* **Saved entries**
● ● ● ● ● ● ●

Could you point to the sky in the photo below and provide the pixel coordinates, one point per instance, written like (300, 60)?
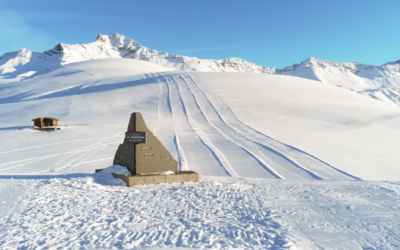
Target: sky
(269, 33)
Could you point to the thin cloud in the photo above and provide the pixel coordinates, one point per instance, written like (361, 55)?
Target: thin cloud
(195, 50)
(57, 16)
(16, 33)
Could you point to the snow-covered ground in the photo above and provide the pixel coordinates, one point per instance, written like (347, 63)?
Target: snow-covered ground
(285, 162)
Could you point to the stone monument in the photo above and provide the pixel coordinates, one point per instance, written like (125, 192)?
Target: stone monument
(147, 158)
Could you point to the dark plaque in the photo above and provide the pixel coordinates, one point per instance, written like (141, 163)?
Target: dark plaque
(135, 137)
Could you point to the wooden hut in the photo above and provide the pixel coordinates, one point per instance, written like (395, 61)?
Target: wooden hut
(42, 122)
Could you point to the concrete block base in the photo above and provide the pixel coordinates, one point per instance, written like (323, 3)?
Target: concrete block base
(46, 128)
(179, 176)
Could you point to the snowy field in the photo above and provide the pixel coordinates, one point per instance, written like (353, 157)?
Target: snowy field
(285, 162)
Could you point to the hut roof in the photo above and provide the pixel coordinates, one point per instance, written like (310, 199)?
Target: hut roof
(50, 118)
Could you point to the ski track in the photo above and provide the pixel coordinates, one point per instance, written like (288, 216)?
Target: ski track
(82, 159)
(193, 150)
(212, 140)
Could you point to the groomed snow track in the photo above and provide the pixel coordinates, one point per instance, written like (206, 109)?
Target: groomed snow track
(211, 140)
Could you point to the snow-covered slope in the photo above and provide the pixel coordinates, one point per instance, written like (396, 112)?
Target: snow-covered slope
(238, 124)
(24, 63)
(265, 146)
(379, 82)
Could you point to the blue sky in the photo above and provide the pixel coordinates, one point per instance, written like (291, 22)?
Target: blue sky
(268, 33)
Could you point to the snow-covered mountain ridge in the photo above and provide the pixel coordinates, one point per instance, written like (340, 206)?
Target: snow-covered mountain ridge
(379, 82)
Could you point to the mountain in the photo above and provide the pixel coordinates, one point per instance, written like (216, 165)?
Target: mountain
(24, 63)
(378, 82)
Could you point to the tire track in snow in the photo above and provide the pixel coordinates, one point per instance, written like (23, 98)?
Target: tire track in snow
(315, 167)
(194, 151)
(91, 150)
(237, 159)
(270, 159)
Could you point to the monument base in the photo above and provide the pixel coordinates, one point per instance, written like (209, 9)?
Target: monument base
(46, 128)
(179, 176)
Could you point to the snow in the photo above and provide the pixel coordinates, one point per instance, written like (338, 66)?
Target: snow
(76, 212)
(285, 162)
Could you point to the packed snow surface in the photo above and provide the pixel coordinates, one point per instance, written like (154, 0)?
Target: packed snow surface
(377, 82)
(78, 211)
(285, 162)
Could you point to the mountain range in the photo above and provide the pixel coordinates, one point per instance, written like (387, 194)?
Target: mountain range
(378, 82)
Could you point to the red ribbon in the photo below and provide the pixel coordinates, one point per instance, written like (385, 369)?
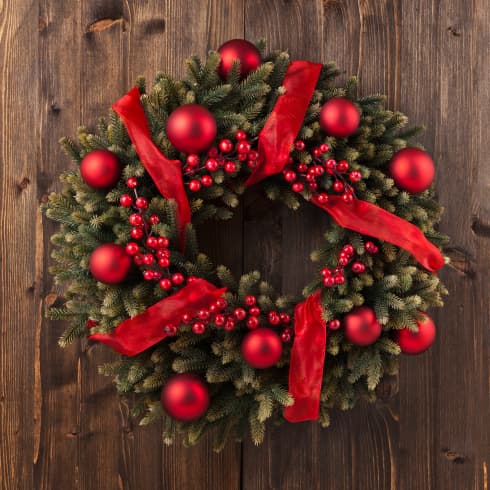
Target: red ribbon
(166, 174)
(307, 360)
(141, 332)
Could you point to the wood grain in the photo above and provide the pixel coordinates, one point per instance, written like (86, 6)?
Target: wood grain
(63, 63)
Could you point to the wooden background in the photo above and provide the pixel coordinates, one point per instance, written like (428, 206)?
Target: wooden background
(63, 62)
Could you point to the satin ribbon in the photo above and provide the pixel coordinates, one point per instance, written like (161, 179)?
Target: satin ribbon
(166, 174)
(135, 335)
(307, 360)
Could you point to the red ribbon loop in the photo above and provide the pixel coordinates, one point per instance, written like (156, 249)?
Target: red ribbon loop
(166, 174)
(307, 360)
(141, 332)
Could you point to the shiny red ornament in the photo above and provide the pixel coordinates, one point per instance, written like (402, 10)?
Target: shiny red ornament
(412, 170)
(361, 326)
(417, 342)
(110, 264)
(238, 50)
(191, 128)
(262, 348)
(185, 397)
(339, 117)
(100, 169)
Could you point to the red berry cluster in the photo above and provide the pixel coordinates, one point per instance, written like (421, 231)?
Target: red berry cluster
(152, 251)
(306, 174)
(224, 156)
(336, 276)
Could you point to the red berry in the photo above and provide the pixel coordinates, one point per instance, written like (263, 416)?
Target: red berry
(132, 248)
(289, 176)
(126, 200)
(137, 233)
(322, 198)
(165, 284)
(199, 328)
(132, 182)
(252, 322)
(342, 166)
(135, 219)
(250, 300)
(338, 186)
(154, 219)
(225, 146)
(206, 180)
(241, 135)
(355, 176)
(194, 185)
(239, 313)
(298, 187)
(177, 278)
(192, 160)
(141, 203)
(230, 167)
(212, 164)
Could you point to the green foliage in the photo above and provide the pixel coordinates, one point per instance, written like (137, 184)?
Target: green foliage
(243, 399)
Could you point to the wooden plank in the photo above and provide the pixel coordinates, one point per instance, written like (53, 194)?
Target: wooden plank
(358, 451)
(21, 258)
(58, 428)
(444, 396)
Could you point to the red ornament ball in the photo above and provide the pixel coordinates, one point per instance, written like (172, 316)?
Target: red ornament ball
(339, 117)
(191, 128)
(110, 264)
(241, 50)
(417, 342)
(361, 326)
(412, 170)
(100, 169)
(262, 348)
(185, 397)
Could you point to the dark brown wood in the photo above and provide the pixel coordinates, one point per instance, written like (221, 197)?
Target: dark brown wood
(63, 63)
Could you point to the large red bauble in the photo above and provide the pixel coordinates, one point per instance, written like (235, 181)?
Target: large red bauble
(417, 342)
(339, 117)
(191, 128)
(262, 348)
(361, 326)
(241, 50)
(110, 264)
(412, 170)
(100, 169)
(185, 397)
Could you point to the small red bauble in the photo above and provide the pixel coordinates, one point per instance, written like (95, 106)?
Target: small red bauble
(412, 170)
(417, 342)
(110, 264)
(339, 117)
(100, 169)
(191, 128)
(361, 326)
(185, 397)
(243, 51)
(262, 348)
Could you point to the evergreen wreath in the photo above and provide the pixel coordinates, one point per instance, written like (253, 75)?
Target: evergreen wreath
(128, 258)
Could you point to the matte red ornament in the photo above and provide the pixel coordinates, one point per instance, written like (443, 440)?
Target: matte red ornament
(191, 128)
(241, 50)
(185, 397)
(417, 342)
(412, 170)
(339, 117)
(361, 326)
(110, 264)
(100, 169)
(262, 348)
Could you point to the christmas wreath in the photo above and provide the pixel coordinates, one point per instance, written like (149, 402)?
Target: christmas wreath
(200, 348)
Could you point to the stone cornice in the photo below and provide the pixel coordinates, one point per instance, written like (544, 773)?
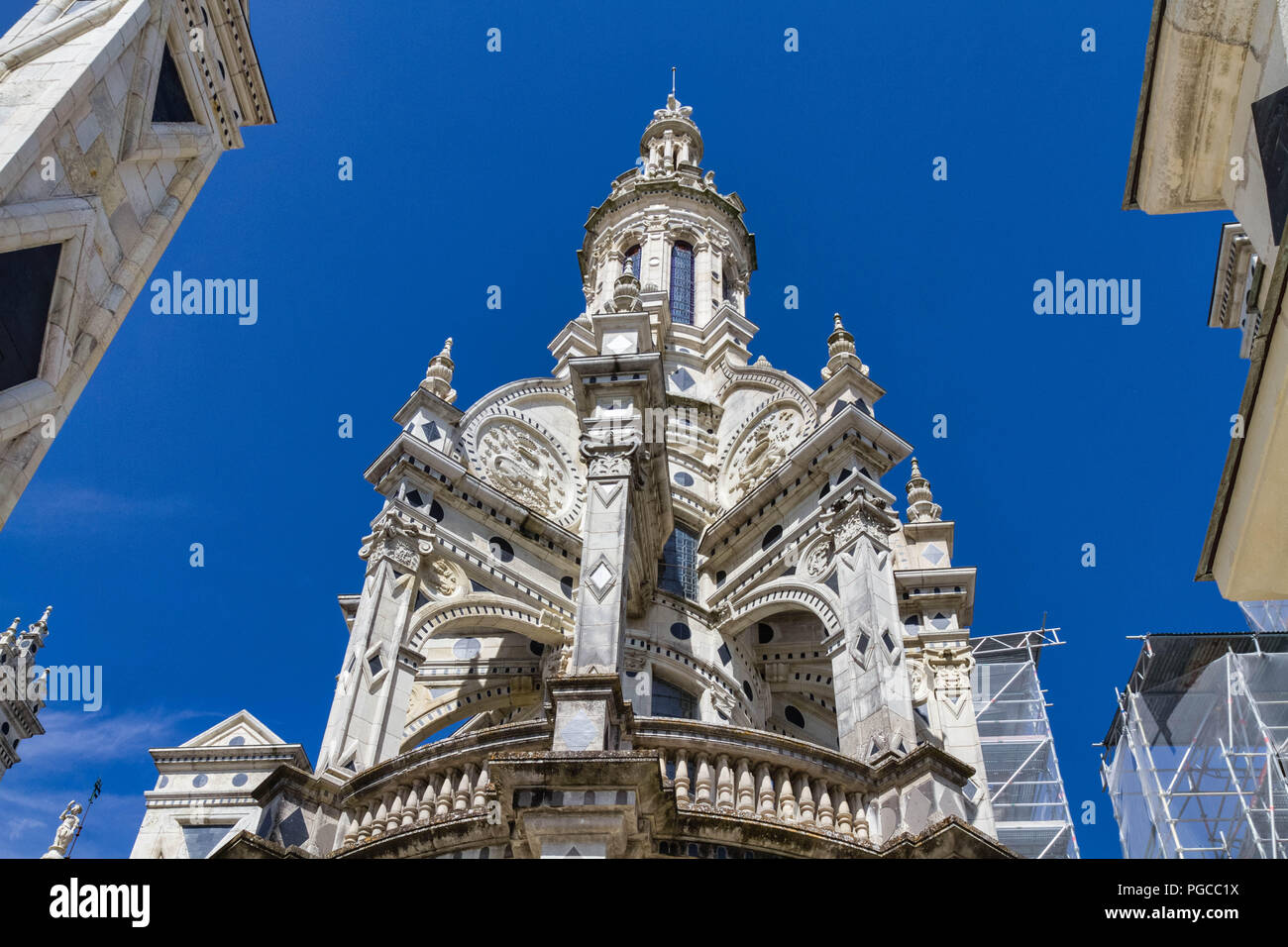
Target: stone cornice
(781, 484)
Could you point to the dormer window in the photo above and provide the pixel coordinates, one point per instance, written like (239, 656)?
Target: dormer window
(682, 283)
(678, 573)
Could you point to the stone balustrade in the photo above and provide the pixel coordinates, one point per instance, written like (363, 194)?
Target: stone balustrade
(445, 780)
(759, 776)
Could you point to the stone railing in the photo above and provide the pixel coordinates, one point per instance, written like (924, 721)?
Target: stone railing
(758, 775)
(437, 783)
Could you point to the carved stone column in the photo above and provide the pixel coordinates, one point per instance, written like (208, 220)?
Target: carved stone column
(605, 549)
(874, 699)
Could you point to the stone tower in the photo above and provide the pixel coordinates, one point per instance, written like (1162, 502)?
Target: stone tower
(661, 594)
(112, 115)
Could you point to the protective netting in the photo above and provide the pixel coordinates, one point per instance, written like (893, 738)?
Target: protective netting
(1024, 781)
(1196, 764)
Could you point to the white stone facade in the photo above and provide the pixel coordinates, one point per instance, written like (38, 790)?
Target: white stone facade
(661, 591)
(90, 165)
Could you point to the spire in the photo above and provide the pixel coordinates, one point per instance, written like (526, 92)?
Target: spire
(671, 140)
(840, 350)
(626, 290)
(921, 502)
(438, 376)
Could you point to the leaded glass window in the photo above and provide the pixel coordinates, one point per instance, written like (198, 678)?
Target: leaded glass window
(671, 701)
(682, 283)
(678, 573)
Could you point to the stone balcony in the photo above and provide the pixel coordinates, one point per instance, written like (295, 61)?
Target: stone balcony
(671, 788)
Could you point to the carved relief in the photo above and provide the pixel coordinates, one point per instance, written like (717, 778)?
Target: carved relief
(952, 668)
(518, 463)
(816, 561)
(447, 578)
(399, 541)
(763, 447)
(918, 677)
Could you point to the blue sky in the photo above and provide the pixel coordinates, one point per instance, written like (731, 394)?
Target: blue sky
(477, 169)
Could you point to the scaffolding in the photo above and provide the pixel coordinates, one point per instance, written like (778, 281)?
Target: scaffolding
(1196, 758)
(1029, 804)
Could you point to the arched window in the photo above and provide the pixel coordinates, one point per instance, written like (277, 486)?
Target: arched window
(682, 283)
(670, 699)
(678, 573)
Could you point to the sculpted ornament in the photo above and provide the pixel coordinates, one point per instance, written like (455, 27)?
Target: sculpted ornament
(918, 677)
(397, 540)
(818, 560)
(608, 459)
(67, 826)
(447, 579)
(522, 467)
(763, 449)
(952, 669)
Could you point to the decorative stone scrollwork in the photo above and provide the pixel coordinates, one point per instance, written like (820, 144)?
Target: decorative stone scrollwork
(816, 561)
(449, 579)
(516, 462)
(763, 447)
(952, 669)
(400, 541)
(608, 459)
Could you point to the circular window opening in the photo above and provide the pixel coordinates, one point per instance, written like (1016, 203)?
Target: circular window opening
(501, 549)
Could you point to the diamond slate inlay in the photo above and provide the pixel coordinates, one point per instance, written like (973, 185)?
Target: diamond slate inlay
(682, 379)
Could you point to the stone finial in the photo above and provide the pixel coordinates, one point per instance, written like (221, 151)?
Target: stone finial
(42, 624)
(438, 376)
(921, 502)
(840, 350)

● ● ● ● ● ● ●

* **Task item**
Working from the entries above, find every line in which the word "below" occurs and copy it.

* **The completed task**
Could you point to the sky in the photo below and provide the pixel coordinates, one point per instance, written like (300, 60)?
Could you point to the red ribbon in the photo below and provide the pixel coordinates, one point per instance, written like (385, 369)?
Could you point to the stone cornice in the photo below and provide the pixel coordinates, one point per instance, written like (544, 773)?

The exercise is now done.